Task details – Reproduce the lines of the material below word for word, starting at the line that contains "Where can you see the person's" and ending at the end of the material. Leave the pictures out of your answer.
····················
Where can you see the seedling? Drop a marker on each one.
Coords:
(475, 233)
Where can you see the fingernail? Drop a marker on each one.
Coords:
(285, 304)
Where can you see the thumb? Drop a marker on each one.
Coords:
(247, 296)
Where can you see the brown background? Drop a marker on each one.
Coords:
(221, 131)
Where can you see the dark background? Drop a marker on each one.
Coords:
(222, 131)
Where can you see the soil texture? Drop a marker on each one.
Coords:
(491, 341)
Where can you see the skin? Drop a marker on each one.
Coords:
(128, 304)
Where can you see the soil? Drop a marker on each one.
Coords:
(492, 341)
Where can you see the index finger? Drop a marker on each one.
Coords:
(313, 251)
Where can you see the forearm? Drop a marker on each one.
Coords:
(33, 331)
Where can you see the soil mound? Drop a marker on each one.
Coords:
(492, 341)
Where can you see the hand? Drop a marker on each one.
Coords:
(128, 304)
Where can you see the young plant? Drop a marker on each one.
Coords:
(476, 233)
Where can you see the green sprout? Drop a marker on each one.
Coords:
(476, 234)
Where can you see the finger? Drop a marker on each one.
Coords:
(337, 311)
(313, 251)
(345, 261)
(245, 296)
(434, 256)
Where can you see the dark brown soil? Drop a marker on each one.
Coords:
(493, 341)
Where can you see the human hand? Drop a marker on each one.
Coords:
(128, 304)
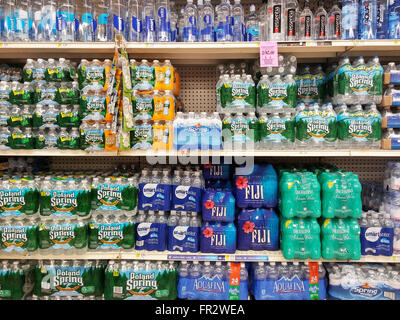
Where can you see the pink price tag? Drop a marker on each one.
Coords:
(269, 54)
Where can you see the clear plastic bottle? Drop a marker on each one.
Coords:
(237, 21)
(190, 31)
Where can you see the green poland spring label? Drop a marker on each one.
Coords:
(277, 129)
(311, 88)
(140, 285)
(11, 284)
(114, 197)
(16, 202)
(360, 80)
(18, 238)
(65, 203)
(317, 126)
(69, 281)
(93, 139)
(111, 236)
(63, 237)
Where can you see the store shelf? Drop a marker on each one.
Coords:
(224, 153)
(239, 256)
(197, 53)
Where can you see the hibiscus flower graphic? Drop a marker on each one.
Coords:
(241, 182)
(209, 204)
(208, 232)
(248, 227)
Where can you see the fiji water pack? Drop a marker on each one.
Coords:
(258, 189)
(216, 172)
(341, 195)
(218, 237)
(299, 195)
(212, 281)
(218, 206)
(287, 281)
(300, 238)
(341, 239)
(140, 281)
(151, 231)
(258, 229)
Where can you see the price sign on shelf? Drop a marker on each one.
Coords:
(269, 54)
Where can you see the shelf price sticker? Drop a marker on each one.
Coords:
(234, 281)
(314, 280)
(269, 54)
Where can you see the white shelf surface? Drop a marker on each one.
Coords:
(197, 53)
(239, 256)
(223, 153)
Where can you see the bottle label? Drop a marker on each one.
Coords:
(291, 23)
(277, 19)
(18, 238)
(377, 241)
(118, 23)
(154, 197)
(183, 238)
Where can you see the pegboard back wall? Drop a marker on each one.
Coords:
(369, 170)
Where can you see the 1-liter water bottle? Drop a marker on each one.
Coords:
(190, 31)
(134, 20)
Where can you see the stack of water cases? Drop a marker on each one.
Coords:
(328, 193)
(144, 280)
(288, 281)
(153, 104)
(391, 102)
(169, 210)
(213, 281)
(363, 282)
(53, 213)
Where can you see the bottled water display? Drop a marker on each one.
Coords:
(140, 280)
(363, 282)
(77, 278)
(286, 281)
(211, 281)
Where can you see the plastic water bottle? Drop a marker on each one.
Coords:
(382, 19)
(276, 11)
(101, 26)
(335, 23)
(66, 20)
(206, 22)
(237, 21)
(134, 26)
(252, 25)
(35, 20)
(117, 18)
(320, 22)
(223, 13)
(292, 20)
(393, 19)
(367, 19)
(190, 31)
(306, 23)
(162, 20)
(350, 19)
(21, 21)
(86, 32)
(49, 21)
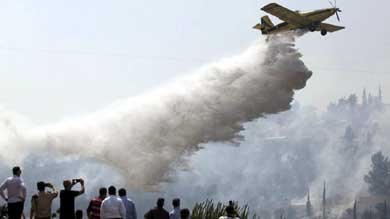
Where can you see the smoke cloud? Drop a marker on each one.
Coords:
(145, 137)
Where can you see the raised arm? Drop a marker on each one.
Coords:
(24, 191)
(122, 209)
(2, 188)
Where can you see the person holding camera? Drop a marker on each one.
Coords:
(67, 197)
(41, 201)
(16, 194)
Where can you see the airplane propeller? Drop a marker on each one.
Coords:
(337, 9)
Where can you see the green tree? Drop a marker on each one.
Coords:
(378, 178)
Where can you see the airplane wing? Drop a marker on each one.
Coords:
(286, 14)
(329, 27)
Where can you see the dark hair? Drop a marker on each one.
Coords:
(229, 210)
(176, 202)
(111, 190)
(41, 186)
(102, 191)
(122, 192)
(184, 213)
(160, 202)
(15, 170)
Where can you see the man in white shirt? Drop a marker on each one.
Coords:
(131, 212)
(175, 213)
(16, 193)
(112, 207)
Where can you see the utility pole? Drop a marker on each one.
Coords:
(324, 202)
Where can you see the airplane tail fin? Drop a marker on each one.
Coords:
(265, 25)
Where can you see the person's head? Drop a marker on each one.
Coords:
(67, 184)
(102, 192)
(41, 186)
(184, 213)
(122, 192)
(230, 210)
(16, 171)
(176, 202)
(111, 190)
(79, 214)
(160, 202)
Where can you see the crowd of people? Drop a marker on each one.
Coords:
(115, 205)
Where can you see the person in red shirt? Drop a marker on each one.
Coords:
(93, 210)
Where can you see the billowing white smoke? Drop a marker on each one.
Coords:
(144, 136)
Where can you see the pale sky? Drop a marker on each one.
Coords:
(66, 58)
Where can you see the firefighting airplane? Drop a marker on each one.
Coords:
(295, 20)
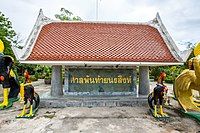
····················
Task answer –
Where can you see the person's head? Drop a marker on each one.
Coords:
(67, 184)
(102, 192)
(41, 186)
(184, 213)
(122, 192)
(230, 210)
(16, 171)
(176, 202)
(111, 190)
(79, 214)
(160, 202)
Where can you see the crowd of people? Drop a marker on each one.
Coords:
(115, 205)
Where can you see the person in red shirt? Drop a marker on each one.
Coords:
(93, 210)
Where can you see the billowing white smoke? Drop a marker on each one.
Coords:
(144, 136)
Where can you see the pale sky? Drop a marker on each one.
Coords:
(66, 58)
Where can you see the firefighting airplane? Drop a marker on each one.
Coords:
(295, 20)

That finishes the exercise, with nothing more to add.